*Given text:*
>> Begin
Semantic Probabilistic Layers for Neuro-Symbolic Learning (2206.00426v1)

Abstract: We design a predictive layer for structured-output prediction (SOP) that can be plugged into any neural network guaranteeing its predictions are consistent with a set of predefined symbolic constraints. Our Semantic Probabilistic Layer (SPL) can model intricate correlations, and hard constraints, over a structured output space all while being amenable to end-to-end learning via maximum likelihood. SPLs combine exact probabilistic inference with logical reasoning in a clean and modular way, learning complex distributions and restricting their support to solutions of the constraint. As such, they can faithfully, and efficiently, model complex SOP tasks beyond the reach of alternative neuro-symbolic approaches. We empirically demonstrate that SPLs outperform these competitors in terms of accuracy on challenging SOP tasks including hierarchical multi-label classification, pathfinding and preference learning, while retaining perfect constraint satisfaction.

• The paper introduces Semantic Probabilistic Layers (SPL) that enforce symbolic constraints via probabilistic circuits, significantly improving consistency in structured-output predictions.
• SPL employs a modular framework combining probabilistic reasoning with logical constraints to compute normalized label configurations, outperforming existing neuro-symbolic methods.
• Empirical evaluations on hierarchical multi-label classification and Warcraft pathfinding tasks demonstrate SPL's ability to achieve higher accuracy with perfect constraint satisfaction and computational efficiency.

Semantic Probabilistic Layers for Neuro-Symbolic Learning

Introduction

The paper introduces Semantic Probabilistic Layers (SPL), a novel approach designed to enable structured-output prediction (SOP) models to maintain consistency with predefined symbolic constraints. SPL is developed to model complex correlations and hard constraints within a structured output space, facilitating end-to-end learning via maximum likelihood. Existing methodologies often fail to consistently and efficiently model such tasks, but SPL combines probabilistic inference with logical reasoning to overcome these challenges.
>> End
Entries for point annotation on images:
>> Begin
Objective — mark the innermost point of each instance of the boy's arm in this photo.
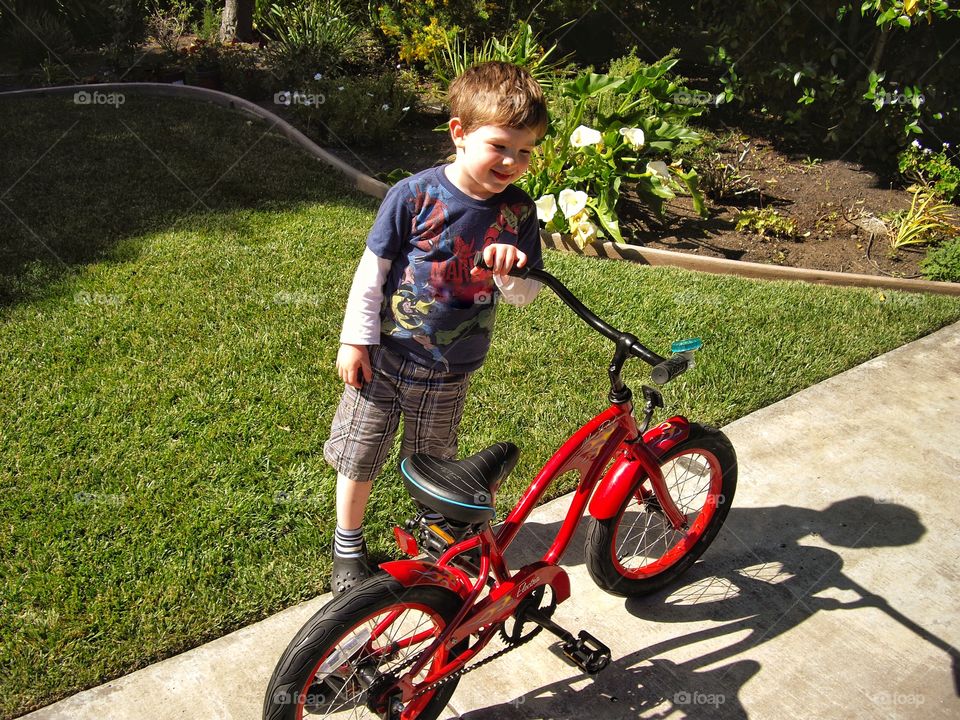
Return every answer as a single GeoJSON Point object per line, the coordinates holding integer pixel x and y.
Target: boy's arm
{"type": "Point", "coordinates": [361, 321]}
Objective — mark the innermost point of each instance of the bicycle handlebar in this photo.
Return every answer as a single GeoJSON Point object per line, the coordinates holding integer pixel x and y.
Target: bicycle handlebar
{"type": "Point", "coordinates": [664, 369]}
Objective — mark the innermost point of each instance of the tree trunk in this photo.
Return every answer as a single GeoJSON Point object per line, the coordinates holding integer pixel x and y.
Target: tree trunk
{"type": "Point", "coordinates": [237, 21]}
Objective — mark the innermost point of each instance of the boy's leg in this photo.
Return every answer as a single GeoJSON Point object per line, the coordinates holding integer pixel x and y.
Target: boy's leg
{"type": "Point", "coordinates": [352, 497]}
{"type": "Point", "coordinates": [432, 410]}
{"type": "Point", "coordinates": [361, 437]}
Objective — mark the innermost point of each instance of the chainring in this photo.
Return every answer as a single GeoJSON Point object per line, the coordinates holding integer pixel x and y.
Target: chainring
{"type": "Point", "coordinates": [514, 634]}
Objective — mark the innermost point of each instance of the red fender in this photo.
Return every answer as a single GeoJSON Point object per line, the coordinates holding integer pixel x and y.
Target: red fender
{"type": "Point", "coordinates": [415, 572]}
{"type": "Point", "coordinates": [620, 478]}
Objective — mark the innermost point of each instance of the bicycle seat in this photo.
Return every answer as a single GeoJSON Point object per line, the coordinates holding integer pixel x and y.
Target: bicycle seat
{"type": "Point", "coordinates": [460, 490]}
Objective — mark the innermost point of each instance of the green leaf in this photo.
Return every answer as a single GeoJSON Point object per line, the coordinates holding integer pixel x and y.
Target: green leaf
{"type": "Point", "coordinates": [590, 84]}
{"type": "Point", "coordinates": [692, 181]}
{"type": "Point", "coordinates": [608, 221]}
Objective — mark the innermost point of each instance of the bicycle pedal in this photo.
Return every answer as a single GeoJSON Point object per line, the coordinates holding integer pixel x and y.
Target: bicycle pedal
{"type": "Point", "coordinates": [587, 653]}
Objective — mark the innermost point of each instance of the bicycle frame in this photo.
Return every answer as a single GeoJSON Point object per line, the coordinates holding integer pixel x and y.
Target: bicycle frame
{"type": "Point", "coordinates": [610, 437]}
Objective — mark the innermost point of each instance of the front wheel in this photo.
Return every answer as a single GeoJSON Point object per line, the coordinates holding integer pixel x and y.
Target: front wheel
{"type": "Point", "coordinates": [638, 551]}
{"type": "Point", "coordinates": [340, 662]}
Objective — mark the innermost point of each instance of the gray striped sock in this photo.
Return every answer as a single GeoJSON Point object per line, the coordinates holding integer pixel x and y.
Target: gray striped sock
{"type": "Point", "coordinates": [348, 543]}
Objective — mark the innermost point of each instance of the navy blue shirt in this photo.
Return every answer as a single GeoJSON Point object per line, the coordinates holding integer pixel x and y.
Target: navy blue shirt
{"type": "Point", "coordinates": [433, 311]}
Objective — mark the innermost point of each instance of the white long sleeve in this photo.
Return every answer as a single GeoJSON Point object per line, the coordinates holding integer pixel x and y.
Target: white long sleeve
{"type": "Point", "coordinates": [361, 320]}
{"type": "Point", "coordinates": [517, 291]}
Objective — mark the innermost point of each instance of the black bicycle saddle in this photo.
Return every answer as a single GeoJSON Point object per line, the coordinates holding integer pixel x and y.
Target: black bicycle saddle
{"type": "Point", "coordinates": [461, 490]}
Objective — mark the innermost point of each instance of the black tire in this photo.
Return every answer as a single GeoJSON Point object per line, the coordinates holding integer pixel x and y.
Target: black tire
{"type": "Point", "coordinates": [637, 552]}
{"type": "Point", "coordinates": [310, 681]}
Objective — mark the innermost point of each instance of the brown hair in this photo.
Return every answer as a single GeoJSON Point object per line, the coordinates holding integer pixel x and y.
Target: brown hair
{"type": "Point", "coordinates": [498, 93]}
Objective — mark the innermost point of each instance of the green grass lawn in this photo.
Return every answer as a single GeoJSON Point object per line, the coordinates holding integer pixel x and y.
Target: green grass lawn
{"type": "Point", "coordinates": [172, 279]}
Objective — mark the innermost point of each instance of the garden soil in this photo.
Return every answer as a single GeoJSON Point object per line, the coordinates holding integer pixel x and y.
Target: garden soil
{"type": "Point", "coordinates": [836, 206]}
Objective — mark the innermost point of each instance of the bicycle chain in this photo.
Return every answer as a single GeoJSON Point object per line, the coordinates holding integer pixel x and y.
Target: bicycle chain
{"type": "Point", "coordinates": [480, 663]}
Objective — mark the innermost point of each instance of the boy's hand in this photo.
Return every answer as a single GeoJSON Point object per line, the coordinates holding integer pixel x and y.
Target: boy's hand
{"type": "Point", "coordinates": [353, 365]}
{"type": "Point", "coordinates": [502, 258]}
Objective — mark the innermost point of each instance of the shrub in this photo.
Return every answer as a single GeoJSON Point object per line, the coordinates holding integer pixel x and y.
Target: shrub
{"type": "Point", "coordinates": [765, 222]}
{"type": "Point", "coordinates": [520, 45]}
{"type": "Point", "coordinates": [606, 130]}
{"type": "Point", "coordinates": [309, 36]}
{"type": "Point", "coordinates": [943, 262]}
{"type": "Point", "coordinates": [419, 30]}
{"type": "Point", "coordinates": [920, 164]}
{"type": "Point", "coordinates": [928, 220]}
{"type": "Point", "coordinates": [360, 110]}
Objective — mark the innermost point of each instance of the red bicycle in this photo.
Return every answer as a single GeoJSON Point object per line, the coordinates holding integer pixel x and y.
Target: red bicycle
{"type": "Point", "coordinates": [396, 645]}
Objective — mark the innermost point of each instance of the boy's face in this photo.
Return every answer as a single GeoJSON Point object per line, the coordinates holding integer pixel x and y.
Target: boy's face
{"type": "Point", "coordinates": [489, 157]}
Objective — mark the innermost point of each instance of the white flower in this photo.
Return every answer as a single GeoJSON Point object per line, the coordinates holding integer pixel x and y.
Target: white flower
{"type": "Point", "coordinates": [659, 167]}
{"type": "Point", "coordinates": [583, 136]}
{"type": "Point", "coordinates": [572, 202]}
{"type": "Point", "coordinates": [584, 231]}
{"type": "Point", "coordinates": [634, 136]}
{"type": "Point", "coordinates": [546, 208]}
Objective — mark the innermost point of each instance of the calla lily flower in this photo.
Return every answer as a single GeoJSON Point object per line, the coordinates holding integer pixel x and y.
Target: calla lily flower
{"type": "Point", "coordinates": [584, 136]}
{"type": "Point", "coordinates": [634, 136]}
{"type": "Point", "coordinates": [572, 202]}
{"type": "Point", "coordinates": [658, 167]}
{"type": "Point", "coordinates": [584, 231]}
{"type": "Point", "coordinates": [546, 208]}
>> End
*Challenges:*
**1)** In the text on Semantic Probabilistic Layers, which challenging SOP tasks does the abstract list as those where SPLs outperform their competitors?
**2)** Reproduce the passage of the text on Semantic Probabilistic Layers that begins at the words "Introduction" and stops after "overcome these challenges.", changing "novel approach" to "new method".
**3)** Condense the paragraph of the text on Semantic Probabilistic Layers that begins "The paper introduces Semantic Probabilistic Layers (SPL), a novel approach" into a short bulleted list of its main facts.

*The solutions:*
**1)** Hierarchical multi-label classification, pathfinding and preference learning.

**2)**
Introduction

The paper introduces Semantic Probabilistic Layers (SPL), a new method designed to enable structured-output prediction (SOP) models to maintain consistency with predefined symbolic constraints. SPL is developed to model complex correlations and hard constraints within a structured output space, facilitating end-to-end learning via maximum likelihood. Existing methodologies often fail to consistently and efficiently model such tasks, but SPL combines probabilistic inference with logical reasoning to overcome these challenges.

**3)**
- SPL is a novel approach that keeps structured-output prediction (SOP) models consistent with predefined symbolic constraints.
- It models complex correlations and hard constraints within a structured output space.
- It supports end-to-end learning via maximum likelihood.
- Existing methods often fail to model such tasks consistently and efficiently, and SPL overcomes this by combining probabilistic inference with logical reasoning.